_VOTRE CONSIGNE_
Dans le texte ci-dessous sur le mur de la rue Lidras, recopiez mot pour mot le passage qui va de « La presse européenne » jusqu'à « espoir. Pourquoi ? ».

──────── EXTRAIT FOURNI

Mars 2007 : le gouvernement de la République de Chypre fait abattre le mur de la rue Lidras, à Nicosie, capitale de Chypre.
La presse européenne titre alors sur la chute du « dernier mur d’Europe.» Une charge symbolique forte, mais dans la réalité, un non événement. Le véritable mur ne se trouve pas là. Pas plus que le véritable espoir. Pourquoi ?
D’abord parce que le libre passage entre les deux parties de la rue Lidras, dépendait encore, après la destruction du mur, du bon vouloir des troupes turques qui n’ont pas permis la réouverture de la rue à la circulation et aux piétons. Et en tout état de cause, cela n'aurait été que le sixième point de passage ouvert depuis 2003 entre la partie (sud) de l'île contrôlée par le gouvernement et la partie (nord) contrôlée par les séparatistes chypriotes turcs et l’armée turque. Rappelons au passage que la rue Lidras est divisée non pas depuis 1974, contrairement à ce qu'indiquent les dépêches, mais depuis 1956, lorsque les séparatistes Chypriotes turcs partisans du "Taksim", la "partition" (1), prirent le contrôle du quartier turc de Nicosie, sans réaction de la part des autorités coloniales britanniques qui contrôlaient l'île.

────────────────
──────── ENREGISTREMENTS FOURNIS

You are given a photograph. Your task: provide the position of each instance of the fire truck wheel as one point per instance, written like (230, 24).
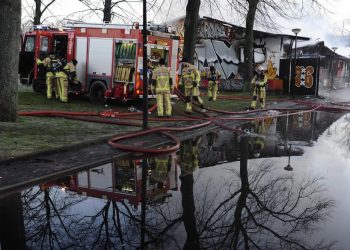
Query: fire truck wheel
(97, 92)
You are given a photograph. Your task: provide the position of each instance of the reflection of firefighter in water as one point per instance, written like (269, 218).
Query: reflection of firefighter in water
(212, 137)
(161, 166)
(188, 156)
(257, 142)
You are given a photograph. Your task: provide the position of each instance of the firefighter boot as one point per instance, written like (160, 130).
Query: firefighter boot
(167, 104)
(160, 107)
(49, 84)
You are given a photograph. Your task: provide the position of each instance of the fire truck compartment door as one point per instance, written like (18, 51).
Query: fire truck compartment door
(100, 56)
(81, 46)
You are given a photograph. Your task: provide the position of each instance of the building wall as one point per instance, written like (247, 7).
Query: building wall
(221, 45)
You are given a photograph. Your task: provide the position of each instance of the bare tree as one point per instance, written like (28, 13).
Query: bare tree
(191, 25)
(264, 12)
(119, 9)
(39, 11)
(10, 19)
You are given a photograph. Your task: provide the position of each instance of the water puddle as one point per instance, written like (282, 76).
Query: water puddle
(205, 196)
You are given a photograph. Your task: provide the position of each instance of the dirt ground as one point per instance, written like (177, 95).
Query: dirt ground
(30, 135)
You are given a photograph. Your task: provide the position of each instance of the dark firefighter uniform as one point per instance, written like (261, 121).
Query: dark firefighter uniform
(190, 78)
(51, 84)
(188, 156)
(213, 78)
(68, 72)
(259, 83)
(162, 82)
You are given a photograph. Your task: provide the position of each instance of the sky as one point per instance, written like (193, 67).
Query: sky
(316, 25)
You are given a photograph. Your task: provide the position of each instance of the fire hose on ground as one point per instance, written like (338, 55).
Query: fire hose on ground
(205, 120)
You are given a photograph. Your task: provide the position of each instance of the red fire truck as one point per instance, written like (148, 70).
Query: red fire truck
(109, 57)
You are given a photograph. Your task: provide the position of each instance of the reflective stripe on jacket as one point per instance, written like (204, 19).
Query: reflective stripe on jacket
(189, 75)
(162, 75)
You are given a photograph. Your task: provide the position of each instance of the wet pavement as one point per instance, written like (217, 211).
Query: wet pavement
(221, 190)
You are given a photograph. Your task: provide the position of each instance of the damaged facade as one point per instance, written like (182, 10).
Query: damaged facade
(334, 69)
(222, 44)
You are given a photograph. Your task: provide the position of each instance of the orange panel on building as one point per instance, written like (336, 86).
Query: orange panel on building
(275, 84)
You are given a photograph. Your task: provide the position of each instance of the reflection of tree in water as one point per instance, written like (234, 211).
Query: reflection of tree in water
(48, 220)
(268, 211)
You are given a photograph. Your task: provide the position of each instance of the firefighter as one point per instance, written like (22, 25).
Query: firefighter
(190, 78)
(214, 79)
(259, 82)
(257, 143)
(66, 73)
(48, 63)
(188, 156)
(163, 84)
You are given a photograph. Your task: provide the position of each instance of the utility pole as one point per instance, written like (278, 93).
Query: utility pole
(145, 126)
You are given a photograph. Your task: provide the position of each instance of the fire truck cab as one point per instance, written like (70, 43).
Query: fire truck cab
(109, 57)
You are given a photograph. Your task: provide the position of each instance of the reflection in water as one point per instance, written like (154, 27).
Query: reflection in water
(254, 205)
(12, 232)
(188, 160)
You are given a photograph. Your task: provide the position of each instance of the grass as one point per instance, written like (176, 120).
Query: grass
(35, 134)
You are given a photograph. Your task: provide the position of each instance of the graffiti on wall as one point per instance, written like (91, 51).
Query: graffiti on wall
(214, 30)
(304, 76)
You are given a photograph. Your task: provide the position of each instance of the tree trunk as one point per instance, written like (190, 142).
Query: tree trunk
(107, 11)
(249, 43)
(10, 19)
(38, 13)
(191, 29)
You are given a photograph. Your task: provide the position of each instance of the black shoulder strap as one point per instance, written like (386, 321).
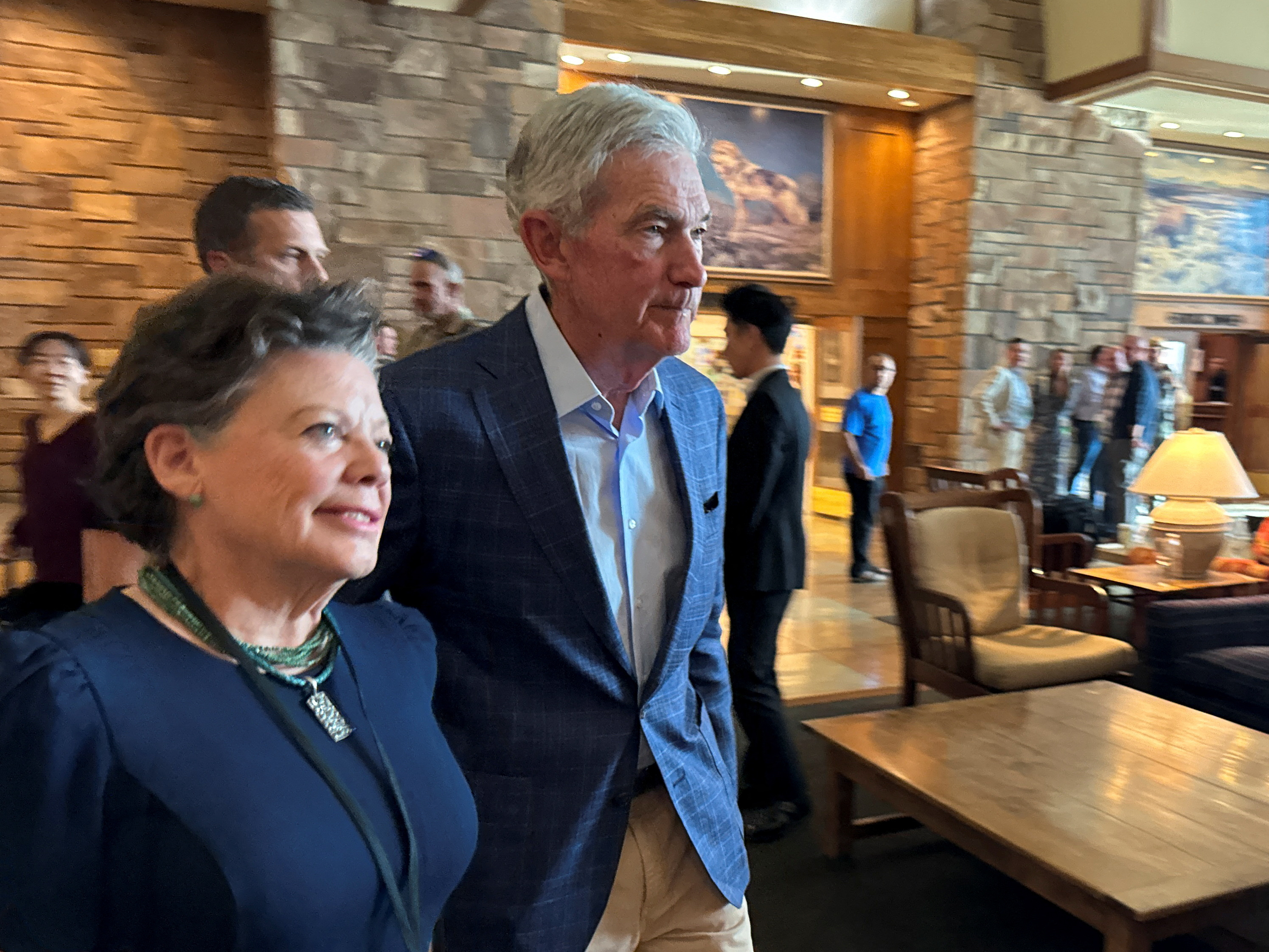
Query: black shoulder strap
(408, 915)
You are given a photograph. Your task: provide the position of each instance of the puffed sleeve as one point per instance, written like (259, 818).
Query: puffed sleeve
(55, 758)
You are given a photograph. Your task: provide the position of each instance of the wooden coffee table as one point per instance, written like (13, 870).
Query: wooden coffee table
(1140, 817)
(1148, 586)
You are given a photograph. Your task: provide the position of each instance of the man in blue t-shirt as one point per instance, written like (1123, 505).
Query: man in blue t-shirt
(867, 424)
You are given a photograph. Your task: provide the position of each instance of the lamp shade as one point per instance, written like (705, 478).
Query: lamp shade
(1195, 464)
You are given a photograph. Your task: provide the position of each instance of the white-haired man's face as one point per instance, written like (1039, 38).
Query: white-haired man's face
(635, 272)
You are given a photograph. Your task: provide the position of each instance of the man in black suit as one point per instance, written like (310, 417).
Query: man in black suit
(764, 553)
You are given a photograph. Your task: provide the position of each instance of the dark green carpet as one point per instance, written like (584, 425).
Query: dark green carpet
(907, 893)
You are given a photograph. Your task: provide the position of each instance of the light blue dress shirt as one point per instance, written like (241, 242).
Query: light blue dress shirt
(627, 488)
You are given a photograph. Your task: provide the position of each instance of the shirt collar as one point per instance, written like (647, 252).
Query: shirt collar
(571, 388)
(755, 380)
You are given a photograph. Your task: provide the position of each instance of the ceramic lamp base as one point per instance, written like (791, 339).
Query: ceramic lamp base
(1200, 545)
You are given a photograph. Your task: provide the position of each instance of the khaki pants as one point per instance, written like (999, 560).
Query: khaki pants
(1005, 450)
(663, 898)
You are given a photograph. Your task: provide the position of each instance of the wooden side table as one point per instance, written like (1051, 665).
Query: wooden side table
(1148, 586)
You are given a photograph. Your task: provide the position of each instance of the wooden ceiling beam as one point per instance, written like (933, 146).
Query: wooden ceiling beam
(773, 41)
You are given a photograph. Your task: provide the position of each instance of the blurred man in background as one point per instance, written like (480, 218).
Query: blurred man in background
(1004, 405)
(261, 227)
(764, 554)
(867, 426)
(437, 284)
(1132, 430)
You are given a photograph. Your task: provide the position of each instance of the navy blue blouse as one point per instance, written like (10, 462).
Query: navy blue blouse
(148, 801)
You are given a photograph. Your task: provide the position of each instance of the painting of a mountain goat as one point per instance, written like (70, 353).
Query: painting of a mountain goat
(766, 171)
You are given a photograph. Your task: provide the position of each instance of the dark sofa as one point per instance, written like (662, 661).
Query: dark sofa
(1212, 654)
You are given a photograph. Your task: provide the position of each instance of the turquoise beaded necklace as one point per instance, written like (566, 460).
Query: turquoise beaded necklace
(319, 649)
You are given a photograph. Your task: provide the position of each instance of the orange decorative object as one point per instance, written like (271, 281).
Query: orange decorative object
(1261, 544)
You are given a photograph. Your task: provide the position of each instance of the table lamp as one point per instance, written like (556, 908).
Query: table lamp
(1193, 468)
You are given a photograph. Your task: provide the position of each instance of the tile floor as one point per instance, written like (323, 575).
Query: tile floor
(833, 644)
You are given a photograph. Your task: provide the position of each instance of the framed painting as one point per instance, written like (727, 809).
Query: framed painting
(1205, 225)
(767, 171)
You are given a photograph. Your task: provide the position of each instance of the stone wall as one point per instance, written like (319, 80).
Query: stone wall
(116, 117)
(399, 122)
(1051, 225)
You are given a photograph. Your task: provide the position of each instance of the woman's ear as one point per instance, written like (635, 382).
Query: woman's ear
(171, 452)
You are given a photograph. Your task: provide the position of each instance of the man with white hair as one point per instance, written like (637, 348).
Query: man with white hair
(556, 513)
(437, 291)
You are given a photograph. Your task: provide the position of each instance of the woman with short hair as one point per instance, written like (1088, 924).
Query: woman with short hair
(58, 456)
(217, 758)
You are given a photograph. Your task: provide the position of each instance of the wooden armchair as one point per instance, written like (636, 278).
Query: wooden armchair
(1059, 553)
(975, 616)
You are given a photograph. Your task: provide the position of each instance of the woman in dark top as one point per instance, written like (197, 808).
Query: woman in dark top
(58, 456)
(215, 758)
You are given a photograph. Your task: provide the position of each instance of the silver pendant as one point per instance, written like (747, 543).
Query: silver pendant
(326, 714)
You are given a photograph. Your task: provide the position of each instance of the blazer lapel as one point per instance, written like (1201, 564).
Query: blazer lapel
(519, 419)
(685, 450)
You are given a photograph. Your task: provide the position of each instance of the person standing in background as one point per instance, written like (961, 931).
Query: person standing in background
(1049, 440)
(1005, 409)
(764, 554)
(1168, 393)
(1084, 405)
(1132, 431)
(58, 456)
(867, 424)
(262, 229)
(437, 284)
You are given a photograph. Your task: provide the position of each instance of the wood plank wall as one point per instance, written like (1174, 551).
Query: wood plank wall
(116, 116)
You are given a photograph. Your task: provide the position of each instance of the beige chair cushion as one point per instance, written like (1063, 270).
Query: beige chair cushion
(976, 555)
(1037, 655)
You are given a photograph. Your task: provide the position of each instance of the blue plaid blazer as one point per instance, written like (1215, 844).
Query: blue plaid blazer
(535, 690)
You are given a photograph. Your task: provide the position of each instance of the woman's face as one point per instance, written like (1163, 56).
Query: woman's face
(55, 371)
(300, 475)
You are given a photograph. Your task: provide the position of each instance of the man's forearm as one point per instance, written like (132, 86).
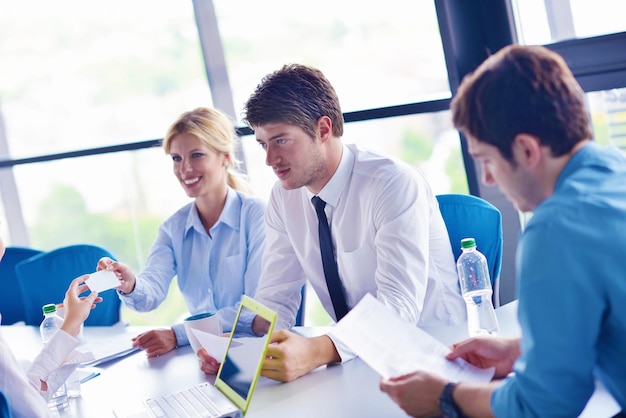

────────────────

_CORRIGÉ_
La presse européenne titre alors sur la chute du « dernier mur d’Europe.» Une charge symbolique forte, mais dans la réalité, un non événement. Le véritable mur ne se trouve pas là. Pas plus que le véritable espoir. Pourquoi ?